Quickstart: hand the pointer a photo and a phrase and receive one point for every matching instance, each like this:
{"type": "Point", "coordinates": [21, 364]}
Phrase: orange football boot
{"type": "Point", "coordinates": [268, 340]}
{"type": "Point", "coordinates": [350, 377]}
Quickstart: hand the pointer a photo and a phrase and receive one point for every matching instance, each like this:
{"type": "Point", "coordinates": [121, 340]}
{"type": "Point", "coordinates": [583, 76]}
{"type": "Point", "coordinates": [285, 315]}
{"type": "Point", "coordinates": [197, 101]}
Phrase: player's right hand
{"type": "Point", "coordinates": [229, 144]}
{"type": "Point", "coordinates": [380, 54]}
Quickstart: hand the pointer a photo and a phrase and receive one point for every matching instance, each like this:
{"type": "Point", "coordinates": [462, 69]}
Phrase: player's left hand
---*---
■ Task details ■
The records shown above are to be copied exactly, every one of them.

■ The completed task ■
Quickstart: hand the pointer a photo and a phrase and receive one point for every matching instance, each like this:
{"type": "Point", "coordinates": [21, 364]}
Phrase: orange football boot
{"type": "Point", "coordinates": [268, 340]}
{"type": "Point", "coordinates": [350, 377]}
Quickstart: hand the pointer a photo and a phrase and receive one point for every matching instance, each like this:
{"type": "Point", "coordinates": [121, 340]}
{"type": "Point", "coordinates": [583, 76]}
{"type": "Point", "coordinates": [285, 315]}
{"type": "Point", "coordinates": [197, 101]}
Phrase: player's right hand
{"type": "Point", "coordinates": [229, 144]}
{"type": "Point", "coordinates": [380, 54]}
Quickstart: hand the pointer a photo and a phrase and receive one point for every matching instance, each like this:
{"type": "Point", "coordinates": [462, 69]}
Phrase: player's left hand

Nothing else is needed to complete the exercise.